* **TEXT BLOCK**:
------------------------

2019 AHEAD Conference Program Highlights

As you look through the wide variety of concurrent and poster presentations offered this year, you’ll see distinctive icons flagging sessions that focus on highlighted conference topics. We encourage you use this information to enhance your conference experience and to focus your attendance if you are looking for a specific emphasis in your professional development.

Anti-Ableism Caucusing

Wednesday,  July 10, 6:00 pm - 8:00 pm (Faneuil room)

Disabled DS Provider Caucus
Teryn Robinson, Constultant
Elizabeth (liz) Thomson, M.A., University of Illinois Chicago
Non-Disabled DS Provider Caucus
Jen Dugger, M.A., Portland State University
Melanie Thornton, M.A., University of Arkansas

We are all affected by institutional ableism, and we must work together to dismantle it. This session will be split into two: one group for DS providers who identify as disabled, having disabilities, or having a lack of privilege to do with ability, health, and/or navigating systems and barriers; the other for DS providers who identify as non-disabled or who have non-disabled privilege. This division of DS providers into separate groups provides an environment and intention to critically engage in dialogue about how disability-related power and privilege (or the lack thereof) impact each of us, and how that impact is then felt by the students and colleagues with whom we work. Both groups will discuss strategies for liberation and change. All participants will come together in the final hour. There is no extra fee to participate, but facilitators ask that you sign up in advance using this sign up form. Space is limited.

------------------------

* **REQUESTS**:
A) In the conference program text, which room is listed for the Anti-Ableism Caucusing?
B) Copy everything in the conference program text from "As you look" down to "pm (Faneuil room)".
Rely only on the conference program text.

Point annotation records

------------------------

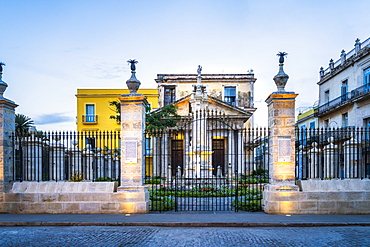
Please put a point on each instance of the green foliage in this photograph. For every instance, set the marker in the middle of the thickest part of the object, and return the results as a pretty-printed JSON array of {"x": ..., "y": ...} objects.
[
  {"x": 246, "y": 204},
  {"x": 153, "y": 181},
  {"x": 166, "y": 117},
  {"x": 23, "y": 124},
  {"x": 206, "y": 191},
  {"x": 76, "y": 177},
  {"x": 260, "y": 172},
  {"x": 116, "y": 107},
  {"x": 103, "y": 179}
]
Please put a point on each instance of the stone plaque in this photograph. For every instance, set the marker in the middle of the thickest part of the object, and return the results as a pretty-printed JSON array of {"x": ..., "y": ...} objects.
[
  {"x": 131, "y": 151},
  {"x": 284, "y": 149}
]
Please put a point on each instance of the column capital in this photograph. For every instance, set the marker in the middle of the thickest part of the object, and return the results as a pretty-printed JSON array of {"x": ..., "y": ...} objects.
[{"x": 278, "y": 96}]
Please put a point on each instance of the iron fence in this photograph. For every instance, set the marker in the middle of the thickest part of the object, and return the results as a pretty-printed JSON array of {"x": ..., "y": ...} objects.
[
  {"x": 209, "y": 162},
  {"x": 333, "y": 153},
  {"x": 67, "y": 156}
]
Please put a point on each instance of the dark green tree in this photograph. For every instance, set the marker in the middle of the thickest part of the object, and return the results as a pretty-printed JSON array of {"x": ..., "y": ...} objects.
[
  {"x": 23, "y": 124},
  {"x": 165, "y": 117}
]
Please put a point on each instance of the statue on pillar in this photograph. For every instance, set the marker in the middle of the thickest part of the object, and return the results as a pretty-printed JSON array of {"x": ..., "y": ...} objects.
[
  {"x": 133, "y": 84},
  {"x": 1, "y": 66},
  {"x": 281, "y": 78},
  {"x": 199, "y": 70}
]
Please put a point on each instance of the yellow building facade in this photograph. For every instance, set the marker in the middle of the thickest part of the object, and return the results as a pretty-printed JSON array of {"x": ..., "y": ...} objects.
[{"x": 94, "y": 111}]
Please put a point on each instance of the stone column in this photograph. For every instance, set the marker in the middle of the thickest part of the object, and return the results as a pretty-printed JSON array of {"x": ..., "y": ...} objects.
[
  {"x": 57, "y": 153},
  {"x": 331, "y": 160},
  {"x": 279, "y": 194},
  {"x": 315, "y": 164},
  {"x": 88, "y": 164},
  {"x": 282, "y": 141},
  {"x": 351, "y": 159},
  {"x": 7, "y": 127},
  {"x": 32, "y": 158},
  {"x": 132, "y": 159},
  {"x": 75, "y": 161}
]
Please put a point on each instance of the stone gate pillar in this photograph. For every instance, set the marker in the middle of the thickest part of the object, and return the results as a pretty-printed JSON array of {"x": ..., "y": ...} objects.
[
  {"x": 278, "y": 195},
  {"x": 7, "y": 127},
  {"x": 135, "y": 196}
]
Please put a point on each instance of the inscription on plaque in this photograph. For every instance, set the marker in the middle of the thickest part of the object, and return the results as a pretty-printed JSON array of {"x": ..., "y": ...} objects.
[
  {"x": 131, "y": 151},
  {"x": 284, "y": 149}
]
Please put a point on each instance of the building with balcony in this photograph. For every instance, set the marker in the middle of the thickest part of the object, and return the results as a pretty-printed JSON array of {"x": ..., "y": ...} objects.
[
  {"x": 94, "y": 111},
  {"x": 344, "y": 89}
]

------------------------

* **THE RESPONSES**:
A) The Faneuil room.

B)
As you look through the wide variety of concurrent and poster presentations offered this year, you’ll see distinctive icons flagging sessions that focus on highlighted conference topics. We encourage you use this information to enhance your conference experience and to focus your attendance if you are looking for a specific emphasis in your professional development.

Anti-Ableism Caucusing

Wednesday,  July 10, 6:00 pm - 8:00 pm (Faneuil room)